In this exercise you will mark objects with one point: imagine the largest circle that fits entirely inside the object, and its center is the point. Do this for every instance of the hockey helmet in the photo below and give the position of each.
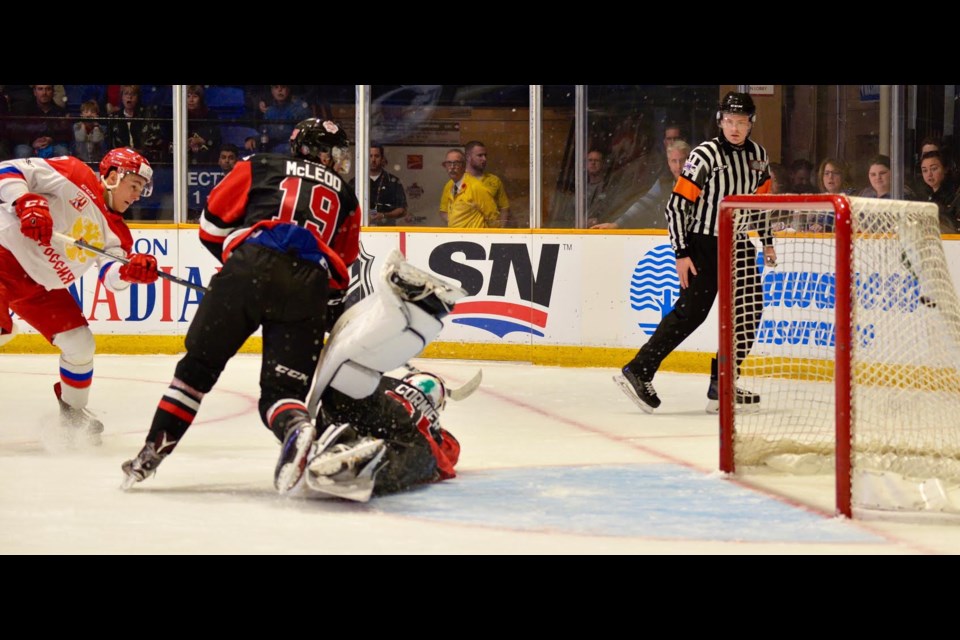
(432, 386)
(313, 136)
(125, 160)
(739, 103)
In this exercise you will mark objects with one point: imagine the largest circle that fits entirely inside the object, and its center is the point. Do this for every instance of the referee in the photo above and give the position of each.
(730, 164)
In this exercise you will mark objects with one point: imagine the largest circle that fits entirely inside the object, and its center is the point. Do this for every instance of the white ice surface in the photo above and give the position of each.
(554, 461)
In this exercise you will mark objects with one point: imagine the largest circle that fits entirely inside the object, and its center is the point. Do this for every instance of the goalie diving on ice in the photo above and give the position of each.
(379, 433)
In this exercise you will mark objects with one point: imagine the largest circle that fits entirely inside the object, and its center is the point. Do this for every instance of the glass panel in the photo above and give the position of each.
(419, 125)
(88, 120)
(628, 128)
(227, 122)
(556, 168)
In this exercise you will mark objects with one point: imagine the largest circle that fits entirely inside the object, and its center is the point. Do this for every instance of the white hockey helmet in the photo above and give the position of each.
(432, 386)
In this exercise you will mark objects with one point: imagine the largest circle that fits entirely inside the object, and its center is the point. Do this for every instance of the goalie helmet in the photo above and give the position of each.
(124, 160)
(313, 136)
(739, 103)
(431, 386)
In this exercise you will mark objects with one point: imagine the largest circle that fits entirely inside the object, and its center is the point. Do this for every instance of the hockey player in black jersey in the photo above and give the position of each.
(286, 228)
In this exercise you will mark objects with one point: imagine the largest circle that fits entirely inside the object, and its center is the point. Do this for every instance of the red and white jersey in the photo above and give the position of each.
(76, 202)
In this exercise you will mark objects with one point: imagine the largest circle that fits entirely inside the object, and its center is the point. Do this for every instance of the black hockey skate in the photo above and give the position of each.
(78, 424)
(141, 467)
(293, 455)
(345, 465)
(742, 398)
(641, 392)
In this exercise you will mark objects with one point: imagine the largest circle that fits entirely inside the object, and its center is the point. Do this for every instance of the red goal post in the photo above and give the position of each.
(856, 353)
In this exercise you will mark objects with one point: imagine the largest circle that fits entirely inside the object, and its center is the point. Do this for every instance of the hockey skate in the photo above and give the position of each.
(745, 400)
(141, 467)
(293, 455)
(641, 392)
(7, 336)
(431, 293)
(345, 466)
(78, 425)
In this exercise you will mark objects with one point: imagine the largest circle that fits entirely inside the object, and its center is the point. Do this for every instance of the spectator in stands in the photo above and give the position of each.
(940, 188)
(388, 201)
(41, 128)
(476, 153)
(801, 174)
(832, 178)
(648, 211)
(88, 134)
(229, 154)
(284, 111)
(878, 173)
(598, 202)
(138, 127)
(203, 133)
(465, 202)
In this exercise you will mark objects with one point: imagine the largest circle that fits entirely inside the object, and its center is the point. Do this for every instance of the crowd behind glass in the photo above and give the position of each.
(637, 139)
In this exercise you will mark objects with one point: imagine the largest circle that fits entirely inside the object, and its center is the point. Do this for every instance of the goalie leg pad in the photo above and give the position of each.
(383, 331)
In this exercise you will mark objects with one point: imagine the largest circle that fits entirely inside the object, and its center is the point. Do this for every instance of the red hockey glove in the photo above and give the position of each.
(35, 220)
(142, 269)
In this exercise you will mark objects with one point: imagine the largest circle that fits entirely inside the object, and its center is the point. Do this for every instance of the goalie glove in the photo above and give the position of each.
(35, 220)
(335, 306)
(142, 269)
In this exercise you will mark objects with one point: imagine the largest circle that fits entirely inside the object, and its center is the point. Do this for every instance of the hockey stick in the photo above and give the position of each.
(92, 249)
(460, 393)
(465, 390)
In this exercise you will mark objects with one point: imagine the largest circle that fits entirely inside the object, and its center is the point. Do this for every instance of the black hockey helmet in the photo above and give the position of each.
(740, 103)
(314, 136)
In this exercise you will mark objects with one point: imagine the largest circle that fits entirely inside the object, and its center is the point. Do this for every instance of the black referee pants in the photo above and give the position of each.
(694, 304)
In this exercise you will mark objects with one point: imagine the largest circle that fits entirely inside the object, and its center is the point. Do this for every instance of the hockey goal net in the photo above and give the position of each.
(856, 355)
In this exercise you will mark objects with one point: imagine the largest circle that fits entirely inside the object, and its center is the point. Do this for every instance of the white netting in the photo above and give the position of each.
(905, 355)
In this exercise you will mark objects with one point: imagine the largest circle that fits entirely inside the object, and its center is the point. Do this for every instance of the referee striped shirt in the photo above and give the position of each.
(715, 169)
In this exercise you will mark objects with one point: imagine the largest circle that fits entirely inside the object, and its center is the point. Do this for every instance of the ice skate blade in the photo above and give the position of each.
(630, 393)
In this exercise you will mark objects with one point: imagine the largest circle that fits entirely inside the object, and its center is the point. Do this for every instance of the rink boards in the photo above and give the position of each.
(557, 297)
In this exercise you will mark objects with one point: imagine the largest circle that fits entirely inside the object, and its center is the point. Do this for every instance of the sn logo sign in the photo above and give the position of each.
(495, 311)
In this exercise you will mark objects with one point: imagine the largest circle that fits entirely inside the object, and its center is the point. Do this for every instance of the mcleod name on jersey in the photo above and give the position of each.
(292, 205)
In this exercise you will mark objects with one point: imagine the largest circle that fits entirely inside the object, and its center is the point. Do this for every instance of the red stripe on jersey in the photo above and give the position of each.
(227, 201)
(207, 237)
(76, 384)
(169, 407)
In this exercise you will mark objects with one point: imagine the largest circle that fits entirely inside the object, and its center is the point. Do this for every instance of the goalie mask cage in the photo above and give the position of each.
(856, 353)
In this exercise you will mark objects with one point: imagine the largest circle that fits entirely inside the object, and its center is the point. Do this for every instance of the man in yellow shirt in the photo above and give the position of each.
(465, 202)
(476, 153)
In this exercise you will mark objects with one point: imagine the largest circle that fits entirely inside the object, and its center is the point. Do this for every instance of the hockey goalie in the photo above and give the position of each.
(379, 433)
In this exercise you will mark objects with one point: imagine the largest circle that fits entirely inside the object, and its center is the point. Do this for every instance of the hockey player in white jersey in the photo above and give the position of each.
(39, 198)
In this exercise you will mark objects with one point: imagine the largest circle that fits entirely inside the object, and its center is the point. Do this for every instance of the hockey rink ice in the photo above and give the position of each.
(554, 461)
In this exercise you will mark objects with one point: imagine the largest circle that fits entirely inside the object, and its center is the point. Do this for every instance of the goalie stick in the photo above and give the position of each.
(459, 393)
(92, 249)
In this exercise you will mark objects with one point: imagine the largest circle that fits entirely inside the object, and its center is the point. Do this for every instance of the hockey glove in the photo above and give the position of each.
(35, 220)
(142, 269)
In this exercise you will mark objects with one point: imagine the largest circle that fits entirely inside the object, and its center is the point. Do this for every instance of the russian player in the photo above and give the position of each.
(286, 228)
(37, 198)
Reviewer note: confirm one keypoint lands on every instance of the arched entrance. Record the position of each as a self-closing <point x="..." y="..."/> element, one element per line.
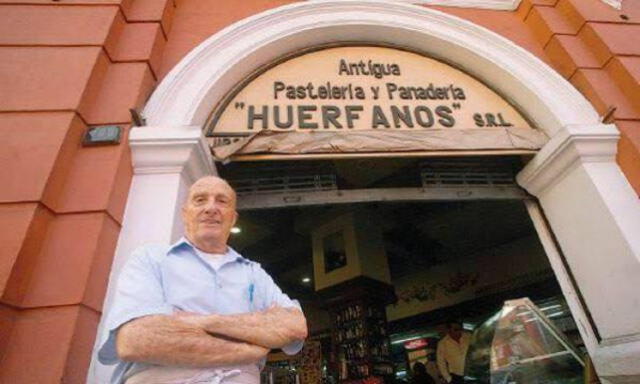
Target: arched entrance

▶ Work required
The lines to repeat start at the one holding "of the russian" and run through the last line of the records above; write them out exactly, both ends included, but not the pictures.

▶ Response to the task
In this exercise you will mark objects with one point: imagine the largest circle that fits entirely inside the object, and its center is the point. Do this for every instance of the russian player in the photo above and give the position of each.
(286, 228)
(37, 198)
Reviewer note: confirm one keypoint lands on every instance of the arched entrance. Record the position of each as a self-closing <point x="..." y="..."/> element, one element per line.
Target: arched entrance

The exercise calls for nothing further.